======== Dataset content ========

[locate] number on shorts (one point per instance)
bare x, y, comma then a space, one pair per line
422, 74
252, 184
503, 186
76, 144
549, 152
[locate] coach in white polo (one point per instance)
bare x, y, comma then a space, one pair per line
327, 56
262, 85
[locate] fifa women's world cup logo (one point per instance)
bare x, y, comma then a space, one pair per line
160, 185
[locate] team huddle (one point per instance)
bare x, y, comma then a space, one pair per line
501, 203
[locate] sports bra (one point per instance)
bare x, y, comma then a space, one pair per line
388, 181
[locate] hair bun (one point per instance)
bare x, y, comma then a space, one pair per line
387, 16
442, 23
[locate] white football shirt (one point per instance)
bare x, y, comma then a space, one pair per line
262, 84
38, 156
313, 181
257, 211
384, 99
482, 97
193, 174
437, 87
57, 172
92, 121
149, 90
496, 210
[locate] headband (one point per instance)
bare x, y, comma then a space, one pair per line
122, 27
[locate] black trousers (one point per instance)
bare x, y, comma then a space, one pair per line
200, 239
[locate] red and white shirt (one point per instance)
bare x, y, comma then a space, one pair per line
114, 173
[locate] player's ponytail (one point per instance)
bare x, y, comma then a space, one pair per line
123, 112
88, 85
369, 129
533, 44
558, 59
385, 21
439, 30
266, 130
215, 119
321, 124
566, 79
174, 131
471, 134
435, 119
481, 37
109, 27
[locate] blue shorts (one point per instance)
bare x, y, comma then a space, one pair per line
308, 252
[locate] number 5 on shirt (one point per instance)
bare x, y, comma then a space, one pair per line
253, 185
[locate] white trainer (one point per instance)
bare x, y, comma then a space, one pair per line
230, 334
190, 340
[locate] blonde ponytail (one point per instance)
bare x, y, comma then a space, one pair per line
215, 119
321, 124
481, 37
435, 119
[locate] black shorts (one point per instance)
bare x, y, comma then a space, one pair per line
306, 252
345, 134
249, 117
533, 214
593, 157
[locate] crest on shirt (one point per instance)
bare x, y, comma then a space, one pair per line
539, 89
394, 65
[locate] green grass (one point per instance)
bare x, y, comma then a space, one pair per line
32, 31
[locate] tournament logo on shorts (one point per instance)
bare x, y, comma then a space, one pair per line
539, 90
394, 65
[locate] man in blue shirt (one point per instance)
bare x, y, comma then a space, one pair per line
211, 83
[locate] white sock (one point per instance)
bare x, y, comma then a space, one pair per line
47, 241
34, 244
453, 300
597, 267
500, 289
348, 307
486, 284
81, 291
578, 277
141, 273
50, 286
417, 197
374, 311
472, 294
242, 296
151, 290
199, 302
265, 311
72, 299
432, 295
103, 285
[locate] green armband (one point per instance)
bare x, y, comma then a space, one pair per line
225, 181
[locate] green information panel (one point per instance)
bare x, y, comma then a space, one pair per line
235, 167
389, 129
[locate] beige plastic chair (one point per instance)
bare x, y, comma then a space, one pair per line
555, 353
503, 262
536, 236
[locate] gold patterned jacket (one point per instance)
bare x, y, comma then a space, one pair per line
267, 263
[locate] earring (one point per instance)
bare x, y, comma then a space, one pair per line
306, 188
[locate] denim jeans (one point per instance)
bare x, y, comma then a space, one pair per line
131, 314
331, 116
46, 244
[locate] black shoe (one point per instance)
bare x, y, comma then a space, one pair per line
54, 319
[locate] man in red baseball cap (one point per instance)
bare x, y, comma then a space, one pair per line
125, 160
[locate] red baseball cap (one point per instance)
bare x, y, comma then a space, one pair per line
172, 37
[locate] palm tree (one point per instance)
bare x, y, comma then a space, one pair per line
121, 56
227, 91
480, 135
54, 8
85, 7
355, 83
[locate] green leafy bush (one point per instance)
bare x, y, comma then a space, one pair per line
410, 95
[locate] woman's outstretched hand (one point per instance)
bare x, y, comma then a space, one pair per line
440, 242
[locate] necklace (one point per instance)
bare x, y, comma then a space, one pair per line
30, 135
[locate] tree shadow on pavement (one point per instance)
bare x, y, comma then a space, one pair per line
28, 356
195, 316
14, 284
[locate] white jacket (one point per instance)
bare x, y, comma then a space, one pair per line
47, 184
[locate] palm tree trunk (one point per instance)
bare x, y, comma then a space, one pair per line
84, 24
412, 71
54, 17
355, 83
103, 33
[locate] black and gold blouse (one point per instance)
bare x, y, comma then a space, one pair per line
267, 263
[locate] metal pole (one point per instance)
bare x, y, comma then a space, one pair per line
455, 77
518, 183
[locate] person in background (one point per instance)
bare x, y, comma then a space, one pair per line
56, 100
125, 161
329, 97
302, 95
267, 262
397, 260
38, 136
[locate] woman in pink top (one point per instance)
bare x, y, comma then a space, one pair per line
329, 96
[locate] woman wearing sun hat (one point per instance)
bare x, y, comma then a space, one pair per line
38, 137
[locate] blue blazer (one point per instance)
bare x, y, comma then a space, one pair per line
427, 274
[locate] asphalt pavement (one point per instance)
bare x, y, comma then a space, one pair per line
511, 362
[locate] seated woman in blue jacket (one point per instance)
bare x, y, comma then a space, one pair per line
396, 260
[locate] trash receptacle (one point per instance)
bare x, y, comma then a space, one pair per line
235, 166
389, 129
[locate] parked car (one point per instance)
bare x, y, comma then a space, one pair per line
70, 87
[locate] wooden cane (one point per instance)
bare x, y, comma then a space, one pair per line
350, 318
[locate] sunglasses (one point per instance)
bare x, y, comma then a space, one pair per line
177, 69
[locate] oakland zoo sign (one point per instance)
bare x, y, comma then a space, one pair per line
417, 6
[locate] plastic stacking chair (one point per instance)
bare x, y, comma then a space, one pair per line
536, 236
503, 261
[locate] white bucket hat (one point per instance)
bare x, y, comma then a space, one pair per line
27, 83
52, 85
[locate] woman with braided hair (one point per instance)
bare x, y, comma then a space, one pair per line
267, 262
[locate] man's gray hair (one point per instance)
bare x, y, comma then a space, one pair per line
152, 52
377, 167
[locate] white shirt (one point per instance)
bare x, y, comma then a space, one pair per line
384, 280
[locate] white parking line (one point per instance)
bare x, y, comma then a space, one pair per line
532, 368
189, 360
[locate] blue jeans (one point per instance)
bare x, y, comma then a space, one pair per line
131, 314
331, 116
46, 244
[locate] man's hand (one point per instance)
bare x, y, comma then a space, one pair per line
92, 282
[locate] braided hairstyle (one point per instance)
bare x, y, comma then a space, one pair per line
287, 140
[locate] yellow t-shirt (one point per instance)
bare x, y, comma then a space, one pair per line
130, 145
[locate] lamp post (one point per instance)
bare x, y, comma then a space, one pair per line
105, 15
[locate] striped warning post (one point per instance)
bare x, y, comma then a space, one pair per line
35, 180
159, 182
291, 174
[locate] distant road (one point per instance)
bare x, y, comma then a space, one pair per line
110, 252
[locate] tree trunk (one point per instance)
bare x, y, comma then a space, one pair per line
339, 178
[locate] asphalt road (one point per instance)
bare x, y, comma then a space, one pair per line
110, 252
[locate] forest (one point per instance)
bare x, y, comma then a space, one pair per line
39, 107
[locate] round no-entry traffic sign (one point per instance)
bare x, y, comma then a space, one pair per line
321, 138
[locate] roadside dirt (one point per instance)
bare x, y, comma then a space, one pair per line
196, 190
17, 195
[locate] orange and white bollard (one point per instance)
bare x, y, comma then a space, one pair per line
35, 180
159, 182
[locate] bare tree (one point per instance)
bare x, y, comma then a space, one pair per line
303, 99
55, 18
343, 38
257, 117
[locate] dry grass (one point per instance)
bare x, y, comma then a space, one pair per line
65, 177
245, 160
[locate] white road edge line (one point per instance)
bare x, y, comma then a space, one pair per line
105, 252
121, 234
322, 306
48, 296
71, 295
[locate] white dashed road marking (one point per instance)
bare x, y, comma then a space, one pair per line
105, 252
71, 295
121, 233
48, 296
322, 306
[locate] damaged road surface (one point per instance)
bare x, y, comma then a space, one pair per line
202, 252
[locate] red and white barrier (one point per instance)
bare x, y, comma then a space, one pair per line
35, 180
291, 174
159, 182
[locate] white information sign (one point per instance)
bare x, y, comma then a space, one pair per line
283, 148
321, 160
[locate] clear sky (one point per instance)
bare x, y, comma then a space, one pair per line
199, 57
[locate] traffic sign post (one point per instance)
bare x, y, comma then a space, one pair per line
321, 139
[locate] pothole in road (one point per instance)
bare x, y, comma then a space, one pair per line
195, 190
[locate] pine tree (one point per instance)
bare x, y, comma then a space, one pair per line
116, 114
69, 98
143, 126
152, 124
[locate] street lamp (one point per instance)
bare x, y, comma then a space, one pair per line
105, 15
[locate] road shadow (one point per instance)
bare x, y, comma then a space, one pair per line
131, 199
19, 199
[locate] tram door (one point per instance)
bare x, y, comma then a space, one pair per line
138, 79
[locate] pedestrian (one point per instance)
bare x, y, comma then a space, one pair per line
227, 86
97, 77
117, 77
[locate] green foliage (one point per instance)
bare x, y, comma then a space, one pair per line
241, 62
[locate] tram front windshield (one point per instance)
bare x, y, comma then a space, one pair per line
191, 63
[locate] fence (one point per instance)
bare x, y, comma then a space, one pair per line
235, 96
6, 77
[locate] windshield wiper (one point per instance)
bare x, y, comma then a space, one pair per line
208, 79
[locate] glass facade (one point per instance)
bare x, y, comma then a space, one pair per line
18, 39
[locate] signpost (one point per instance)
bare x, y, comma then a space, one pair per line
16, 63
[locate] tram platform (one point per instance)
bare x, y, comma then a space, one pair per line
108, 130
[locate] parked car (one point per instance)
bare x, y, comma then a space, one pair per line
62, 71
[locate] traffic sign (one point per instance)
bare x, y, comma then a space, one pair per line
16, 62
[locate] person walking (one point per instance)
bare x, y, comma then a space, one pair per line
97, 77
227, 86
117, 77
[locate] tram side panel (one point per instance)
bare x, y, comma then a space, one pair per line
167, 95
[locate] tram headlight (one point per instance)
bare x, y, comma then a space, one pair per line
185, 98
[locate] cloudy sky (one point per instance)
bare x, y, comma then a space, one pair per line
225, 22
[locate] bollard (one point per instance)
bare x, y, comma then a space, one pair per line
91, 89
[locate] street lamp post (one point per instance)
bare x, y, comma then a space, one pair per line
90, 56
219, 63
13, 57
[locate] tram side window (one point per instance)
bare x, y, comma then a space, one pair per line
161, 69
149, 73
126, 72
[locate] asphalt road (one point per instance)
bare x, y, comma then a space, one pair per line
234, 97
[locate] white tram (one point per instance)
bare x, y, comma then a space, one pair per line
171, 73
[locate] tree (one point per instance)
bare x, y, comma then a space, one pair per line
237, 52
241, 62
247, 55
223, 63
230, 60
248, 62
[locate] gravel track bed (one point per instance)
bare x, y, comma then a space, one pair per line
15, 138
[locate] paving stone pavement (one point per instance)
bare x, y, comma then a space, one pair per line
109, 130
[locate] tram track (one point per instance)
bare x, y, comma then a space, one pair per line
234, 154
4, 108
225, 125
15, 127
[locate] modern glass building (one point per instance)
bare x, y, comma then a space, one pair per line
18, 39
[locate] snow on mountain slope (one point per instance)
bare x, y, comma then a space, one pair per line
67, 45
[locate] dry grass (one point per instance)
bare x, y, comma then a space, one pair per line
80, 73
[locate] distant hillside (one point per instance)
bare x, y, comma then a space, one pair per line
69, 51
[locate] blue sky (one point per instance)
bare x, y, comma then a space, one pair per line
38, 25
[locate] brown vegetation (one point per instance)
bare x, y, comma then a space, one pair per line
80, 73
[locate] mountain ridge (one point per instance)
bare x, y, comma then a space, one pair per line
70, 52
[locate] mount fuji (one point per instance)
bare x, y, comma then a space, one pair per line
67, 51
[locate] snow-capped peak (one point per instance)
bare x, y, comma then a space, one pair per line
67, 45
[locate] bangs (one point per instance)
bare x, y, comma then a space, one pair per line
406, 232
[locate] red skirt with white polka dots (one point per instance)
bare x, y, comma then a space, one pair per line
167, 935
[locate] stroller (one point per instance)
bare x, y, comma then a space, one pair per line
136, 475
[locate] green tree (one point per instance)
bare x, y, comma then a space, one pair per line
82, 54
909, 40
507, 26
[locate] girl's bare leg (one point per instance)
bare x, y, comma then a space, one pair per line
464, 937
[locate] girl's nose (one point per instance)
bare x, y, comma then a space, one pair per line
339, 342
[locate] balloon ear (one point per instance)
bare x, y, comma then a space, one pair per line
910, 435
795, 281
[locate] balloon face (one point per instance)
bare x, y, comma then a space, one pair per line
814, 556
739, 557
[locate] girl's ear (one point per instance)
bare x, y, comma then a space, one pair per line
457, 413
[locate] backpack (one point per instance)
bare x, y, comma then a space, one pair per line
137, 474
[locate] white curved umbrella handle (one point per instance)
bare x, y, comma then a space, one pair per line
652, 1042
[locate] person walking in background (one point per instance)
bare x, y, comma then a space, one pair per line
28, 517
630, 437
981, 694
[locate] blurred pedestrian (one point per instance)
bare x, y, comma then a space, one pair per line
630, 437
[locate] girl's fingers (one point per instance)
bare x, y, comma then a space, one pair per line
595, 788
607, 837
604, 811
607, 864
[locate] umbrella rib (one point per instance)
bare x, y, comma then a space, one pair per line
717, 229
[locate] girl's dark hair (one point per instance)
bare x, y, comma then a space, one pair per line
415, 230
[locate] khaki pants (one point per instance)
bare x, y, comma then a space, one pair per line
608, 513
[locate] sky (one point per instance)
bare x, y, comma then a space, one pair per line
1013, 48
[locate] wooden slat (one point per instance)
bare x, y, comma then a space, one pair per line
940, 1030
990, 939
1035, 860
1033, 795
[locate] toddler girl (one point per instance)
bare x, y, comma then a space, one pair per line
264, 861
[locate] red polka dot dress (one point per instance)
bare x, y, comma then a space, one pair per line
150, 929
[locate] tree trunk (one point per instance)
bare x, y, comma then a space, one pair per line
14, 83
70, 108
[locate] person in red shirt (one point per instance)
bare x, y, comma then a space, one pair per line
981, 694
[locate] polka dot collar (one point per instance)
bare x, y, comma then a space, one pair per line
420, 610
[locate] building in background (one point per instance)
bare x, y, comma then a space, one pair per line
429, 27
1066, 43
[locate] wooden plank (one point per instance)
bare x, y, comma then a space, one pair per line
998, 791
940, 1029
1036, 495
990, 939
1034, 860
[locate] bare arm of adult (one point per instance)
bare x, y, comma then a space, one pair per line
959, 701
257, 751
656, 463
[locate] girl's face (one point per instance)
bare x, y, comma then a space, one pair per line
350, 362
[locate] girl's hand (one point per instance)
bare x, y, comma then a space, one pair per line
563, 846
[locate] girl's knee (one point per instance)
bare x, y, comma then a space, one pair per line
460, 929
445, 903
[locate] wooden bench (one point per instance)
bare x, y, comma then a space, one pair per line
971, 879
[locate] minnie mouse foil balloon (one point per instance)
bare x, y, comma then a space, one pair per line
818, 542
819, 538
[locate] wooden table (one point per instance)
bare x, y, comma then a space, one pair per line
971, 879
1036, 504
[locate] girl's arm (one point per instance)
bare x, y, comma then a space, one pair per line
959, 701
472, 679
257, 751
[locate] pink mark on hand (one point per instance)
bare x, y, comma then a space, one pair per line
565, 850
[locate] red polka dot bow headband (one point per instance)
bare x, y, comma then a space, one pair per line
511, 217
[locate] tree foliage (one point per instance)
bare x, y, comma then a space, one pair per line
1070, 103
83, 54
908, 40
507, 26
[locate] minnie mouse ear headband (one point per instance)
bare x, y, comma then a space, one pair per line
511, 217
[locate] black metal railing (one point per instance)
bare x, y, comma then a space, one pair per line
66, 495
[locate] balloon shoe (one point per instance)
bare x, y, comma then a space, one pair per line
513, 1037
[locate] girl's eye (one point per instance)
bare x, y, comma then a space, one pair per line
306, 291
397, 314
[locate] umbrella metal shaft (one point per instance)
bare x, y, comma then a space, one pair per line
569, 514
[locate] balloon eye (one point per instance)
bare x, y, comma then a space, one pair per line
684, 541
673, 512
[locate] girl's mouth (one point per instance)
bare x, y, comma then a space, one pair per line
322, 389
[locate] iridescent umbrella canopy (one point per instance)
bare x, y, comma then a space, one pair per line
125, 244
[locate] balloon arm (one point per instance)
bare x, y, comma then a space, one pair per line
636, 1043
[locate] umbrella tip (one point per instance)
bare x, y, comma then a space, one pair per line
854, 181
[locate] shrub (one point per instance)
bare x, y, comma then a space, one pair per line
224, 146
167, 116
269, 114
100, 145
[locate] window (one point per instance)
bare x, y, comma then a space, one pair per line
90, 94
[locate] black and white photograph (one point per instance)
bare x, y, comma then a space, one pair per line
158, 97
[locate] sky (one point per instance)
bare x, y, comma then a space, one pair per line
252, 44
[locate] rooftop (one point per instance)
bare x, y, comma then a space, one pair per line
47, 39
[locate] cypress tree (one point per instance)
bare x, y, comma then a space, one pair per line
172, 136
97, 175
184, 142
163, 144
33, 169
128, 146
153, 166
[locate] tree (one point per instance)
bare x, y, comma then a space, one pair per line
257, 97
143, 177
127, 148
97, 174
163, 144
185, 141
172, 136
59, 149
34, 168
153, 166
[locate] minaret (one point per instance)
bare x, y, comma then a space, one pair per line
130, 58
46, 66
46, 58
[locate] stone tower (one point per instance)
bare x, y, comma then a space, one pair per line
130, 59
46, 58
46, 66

========

- Instruction:
Locate the line that contains "[locate] shrub (one point per instance)", then please quote it and every line after it to the end of the entries above, exactly and with nothing else.

- Exercise solution:
[locate] shrub (one point per instance)
bare x, y, comma then a space, one pair per line
224, 146
167, 116
269, 114
100, 145
[locate] window (one point per instance)
bare x, y, comma then a space, one pair per line
90, 94
[locate] black and white photograph (one point per instance)
bare x, y, comma then a space, one pair per line
158, 97
[locate] sky (one point per instance)
bare x, y, comma then a space, one pair per line
252, 44
[locate] rooftop (one point per instance)
bare x, y, comma then a space, one pair per line
47, 39
[locate] cypress tree (one point per instance)
bare x, y, comma then a space, one pair per line
172, 136
97, 175
184, 142
163, 144
33, 169
128, 146
153, 166
[locate] tree (one point per instance)
bare x, y, comma then a space, one pair per line
257, 97
143, 177
127, 148
97, 174
163, 144
185, 141
172, 136
59, 149
34, 168
153, 166
[locate] minaret (one point per instance)
bare x, y, comma then a space, one pair per line
130, 58
46, 66
46, 58
[locate] stone tower (one point per instance)
bare x, y, comma then a space, one pair per line
130, 59
46, 58
46, 66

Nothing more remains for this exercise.